**WHAT YOU ARE ASKED TO DO:**
In the text on sulfide inhibition, how high did the pH rise in the batch tests without pH correction?

**TEXT SEGMENT:**
====

From protein BLAST, it was found that the closest related cultured species were Desulforhopalus singaporensis (92%) and D. postgatei (95%) in the reactor fed with 800 mg COD/L (Table 2), while for the reactor fed with 400 mg COD/L, the protein BLAST indicated Desulforhopalus singaporensis (89%) as the dominant species. The protein-based BLAST for the two sequences found in the reactor fed with 800 mg COD/L (accession numbers KJ546430 and KJ546431) was 99% related to an uncultured species obtained from a salt marsh in moderate climates [AY741558, Bahr et al. (2005)] and sludge from an ethanol-fed reactor, which was shown to degrade the intermediate acetate [HQ640652, Kousi et al. (2011)]. The species KJ546430, dominant in the reactor fed with 400 mg COD/L, seems highly related to KF983327 (90% and 97%, respectively, for nucleotide and protein BLAST) based on the partial sdrA and sdrB sequence present, which is the second most dominant SRB population in the reactor fed with 800 mg COD/L.

Sulfide inhibition

Sludge from the reactor adapted to a COD level of 400 mg/L was used for testing sulfide toxicity (Fig. 4). A stronger sulfide toxicity was observed in batch tests without pH correction compared to the test in which all batches were performed at pH 7.6. In the tests without pH correction, the pH increased up to 8.9 for tests with higher initial sulfide concentrations. A higher pH will influence the equilibrium and result in a lower H₂S concentration. Since H₂S is the toxic compound at a pH of 7.6, the actual presence of H₂S in each batch test was calculated, and these values were used to compare the H₂S toxicity in the batch tests. Clearly, pH had a strong effect on the sulfide reduction rate. Under a constant pH, a good relationship between sulfate reduction rate and actual H₂S concentration was observed.

FIG. 4.

Sulfide inhibition profile of sludge from the reactor with 400 mg COD/L initiated with different sulfide concentrations, uncontrolled (♦) or controlled (■) pH at 7.6. In the batch test series, without pH correction after extra sulfide addition, the pH varied from 7.6 to 8.9. Since H₂S is the inhibiting compound and the pH affects the ratio HS⁻:H₂S, the sulfide concentration at the x-axis is the calculated concentration of H₂S present.

The maximum sulfate reduction rate was approximately 1.5 times higher for sludge adapted to high COD levels (roughly 800 mg COD/L, resulting in 400 mg/L sulfide) (Table 1). Increasing sulfide concentration had a negative effect on sulfate reduction rates. The relationship between sulfide concentration and sulfate reduction rate was linear, and the slope of this relationship was similar between the sludges from each feeding stage of the reactor (Fig. 5).

FIG. 5.

Effect of sulfide concentration at the start of the batch operation on the maximum sulfate reduction measured in the batch test for sludge adapted to a feed procedure with 400 mg COD/L (♦) and 800 mg COD/L (■).

====

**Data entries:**
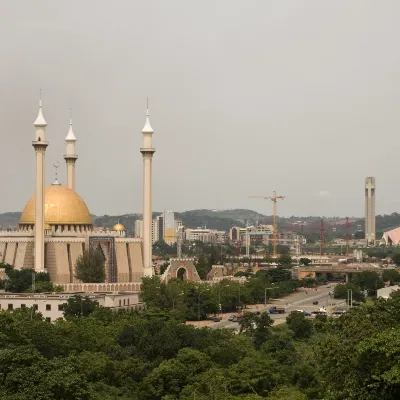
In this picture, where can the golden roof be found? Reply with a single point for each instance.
(119, 227)
(62, 206)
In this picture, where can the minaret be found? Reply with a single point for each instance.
(70, 156)
(39, 144)
(147, 151)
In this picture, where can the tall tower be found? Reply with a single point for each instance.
(147, 152)
(369, 209)
(39, 144)
(70, 156)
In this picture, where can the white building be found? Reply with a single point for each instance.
(51, 305)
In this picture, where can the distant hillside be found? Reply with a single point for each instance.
(225, 219)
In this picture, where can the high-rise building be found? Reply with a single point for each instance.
(169, 227)
(370, 210)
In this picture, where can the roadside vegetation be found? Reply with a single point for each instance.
(153, 355)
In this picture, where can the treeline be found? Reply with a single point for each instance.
(152, 355)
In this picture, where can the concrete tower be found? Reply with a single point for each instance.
(39, 144)
(147, 151)
(370, 209)
(70, 156)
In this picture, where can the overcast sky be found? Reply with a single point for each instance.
(245, 97)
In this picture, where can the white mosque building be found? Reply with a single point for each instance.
(56, 226)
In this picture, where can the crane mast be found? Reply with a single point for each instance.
(274, 199)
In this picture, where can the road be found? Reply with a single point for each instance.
(300, 300)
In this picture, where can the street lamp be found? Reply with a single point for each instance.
(219, 297)
(200, 293)
(350, 297)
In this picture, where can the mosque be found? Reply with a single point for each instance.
(56, 226)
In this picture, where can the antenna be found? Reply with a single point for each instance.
(56, 165)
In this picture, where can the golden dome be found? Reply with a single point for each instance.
(62, 206)
(119, 227)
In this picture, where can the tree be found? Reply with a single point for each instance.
(89, 267)
(391, 275)
(301, 327)
(285, 260)
(78, 306)
(396, 258)
(368, 281)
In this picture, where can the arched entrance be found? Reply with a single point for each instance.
(181, 274)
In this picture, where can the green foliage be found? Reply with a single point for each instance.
(299, 324)
(396, 258)
(89, 267)
(285, 260)
(391, 275)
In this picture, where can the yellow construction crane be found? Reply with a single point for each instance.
(274, 199)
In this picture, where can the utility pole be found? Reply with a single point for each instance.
(179, 242)
(274, 199)
(247, 240)
(322, 231)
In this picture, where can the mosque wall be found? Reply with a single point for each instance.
(2, 251)
(10, 253)
(57, 262)
(29, 260)
(20, 255)
(136, 257)
(75, 251)
(121, 254)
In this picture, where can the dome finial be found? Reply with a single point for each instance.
(147, 127)
(56, 182)
(70, 136)
(40, 121)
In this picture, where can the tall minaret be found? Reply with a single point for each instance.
(39, 144)
(70, 156)
(147, 151)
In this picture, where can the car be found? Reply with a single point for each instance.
(307, 314)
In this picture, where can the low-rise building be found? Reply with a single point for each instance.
(51, 305)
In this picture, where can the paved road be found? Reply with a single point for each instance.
(301, 300)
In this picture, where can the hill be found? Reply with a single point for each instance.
(225, 219)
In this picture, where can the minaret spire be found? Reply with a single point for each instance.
(40, 145)
(70, 156)
(147, 152)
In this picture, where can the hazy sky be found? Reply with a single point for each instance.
(245, 97)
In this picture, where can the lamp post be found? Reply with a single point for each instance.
(219, 297)
(200, 293)
(350, 297)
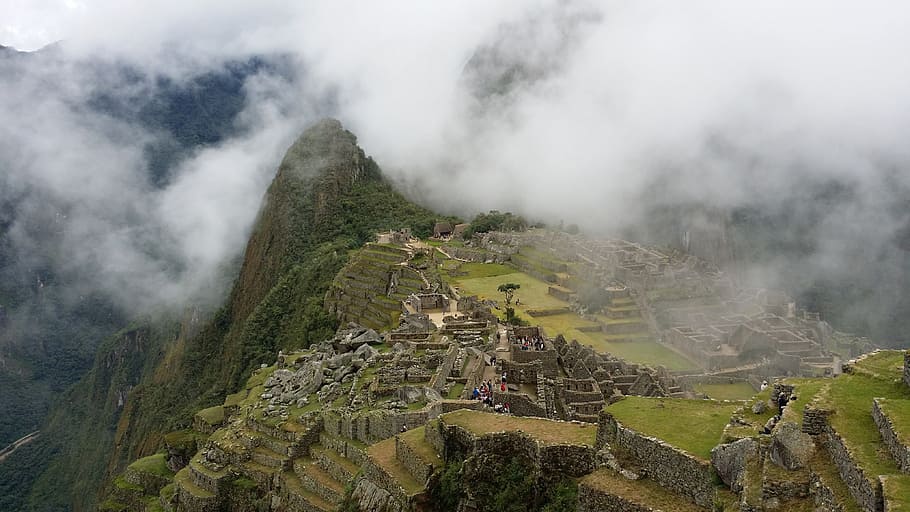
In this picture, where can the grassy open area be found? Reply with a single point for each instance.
(850, 396)
(887, 363)
(153, 464)
(691, 425)
(476, 270)
(383, 453)
(642, 492)
(898, 411)
(415, 439)
(546, 431)
(534, 295)
(734, 391)
(805, 391)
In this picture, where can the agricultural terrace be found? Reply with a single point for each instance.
(545, 431)
(850, 397)
(733, 391)
(483, 279)
(694, 426)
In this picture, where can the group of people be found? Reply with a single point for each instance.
(484, 393)
(536, 342)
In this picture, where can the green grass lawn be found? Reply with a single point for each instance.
(734, 391)
(805, 390)
(153, 464)
(695, 426)
(534, 295)
(546, 431)
(477, 270)
(850, 396)
(533, 292)
(898, 411)
(887, 363)
(643, 492)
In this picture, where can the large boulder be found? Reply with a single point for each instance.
(790, 447)
(730, 461)
(366, 352)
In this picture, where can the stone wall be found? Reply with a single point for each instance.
(591, 499)
(547, 358)
(381, 478)
(416, 466)
(445, 369)
(815, 419)
(823, 496)
(551, 461)
(520, 404)
(899, 451)
(520, 373)
(866, 491)
(670, 467)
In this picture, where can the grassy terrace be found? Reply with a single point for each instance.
(415, 439)
(734, 391)
(643, 492)
(483, 280)
(850, 396)
(898, 411)
(545, 431)
(383, 453)
(154, 465)
(805, 390)
(691, 425)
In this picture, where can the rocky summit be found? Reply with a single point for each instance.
(617, 376)
(376, 356)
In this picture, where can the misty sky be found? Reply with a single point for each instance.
(560, 110)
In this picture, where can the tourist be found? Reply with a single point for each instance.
(782, 400)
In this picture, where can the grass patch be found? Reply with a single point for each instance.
(733, 391)
(898, 411)
(805, 390)
(212, 415)
(642, 492)
(887, 363)
(455, 391)
(153, 464)
(850, 396)
(414, 438)
(691, 425)
(546, 431)
(383, 453)
(896, 489)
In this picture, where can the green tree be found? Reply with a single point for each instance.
(509, 290)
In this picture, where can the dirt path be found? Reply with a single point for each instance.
(22, 441)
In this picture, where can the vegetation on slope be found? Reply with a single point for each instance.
(327, 198)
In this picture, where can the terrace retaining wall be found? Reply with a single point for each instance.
(591, 499)
(899, 451)
(866, 491)
(670, 467)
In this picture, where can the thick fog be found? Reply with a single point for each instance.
(593, 113)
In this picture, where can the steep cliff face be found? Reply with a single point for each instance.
(326, 198)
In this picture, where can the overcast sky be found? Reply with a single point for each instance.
(726, 103)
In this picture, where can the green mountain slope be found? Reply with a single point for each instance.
(327, 198)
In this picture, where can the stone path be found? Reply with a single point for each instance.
(6, 452)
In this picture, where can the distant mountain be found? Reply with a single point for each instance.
(327, 198)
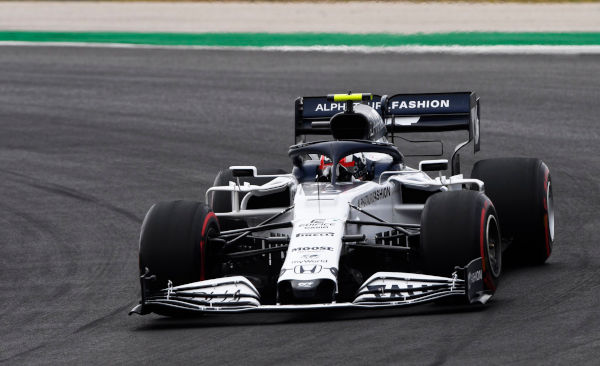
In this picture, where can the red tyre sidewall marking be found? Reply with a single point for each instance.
(209, 216)
(487, 279)
(546, 224)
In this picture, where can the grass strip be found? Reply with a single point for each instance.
(311, 39)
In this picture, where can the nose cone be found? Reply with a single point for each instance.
(314, 291)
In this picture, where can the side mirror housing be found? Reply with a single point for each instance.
(243, 171)
(433, 165)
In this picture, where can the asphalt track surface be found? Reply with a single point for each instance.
(90, 138)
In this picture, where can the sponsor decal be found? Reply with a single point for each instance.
(374, 196)
(309, 261)
(414, 104)
(308, 269)
(315, 234)
(390, 291)
(319, 224)
(313, 248)
(475, 276)
(341, 106)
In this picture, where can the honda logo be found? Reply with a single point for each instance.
(308, 269)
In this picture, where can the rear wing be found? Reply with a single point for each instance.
(432, 112)
(312, 110)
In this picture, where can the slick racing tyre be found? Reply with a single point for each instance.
(173, 243)
(457, 227)
(221, 201)
(521, 190)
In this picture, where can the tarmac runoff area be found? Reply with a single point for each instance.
(353, 17)
(348, 27)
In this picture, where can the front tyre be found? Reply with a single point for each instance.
(173, 243)
(457, 227)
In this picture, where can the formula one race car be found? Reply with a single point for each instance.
(352, 226)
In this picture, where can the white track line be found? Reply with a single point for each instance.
(501, 49)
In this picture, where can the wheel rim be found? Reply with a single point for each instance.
(494, 246)
(550, 205)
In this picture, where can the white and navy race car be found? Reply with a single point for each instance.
(352, 226)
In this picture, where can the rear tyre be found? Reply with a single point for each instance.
(173, 243)
(457, 227)
(521, 190)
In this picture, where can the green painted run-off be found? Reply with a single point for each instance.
(311, 39)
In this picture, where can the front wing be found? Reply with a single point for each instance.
(382, 290)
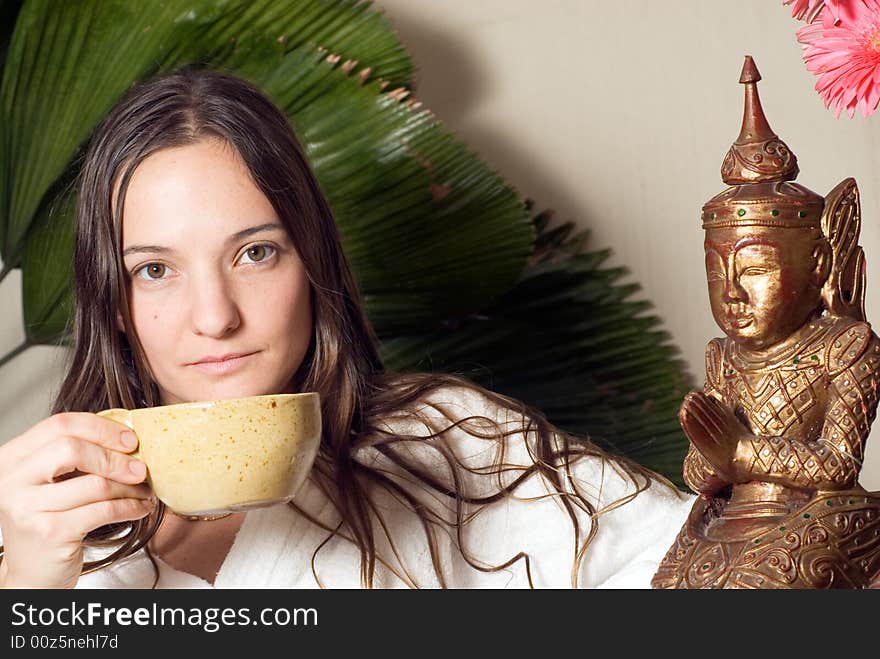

====

**RESPONSE TO THIS EXERCISE:**
Up to 8.9.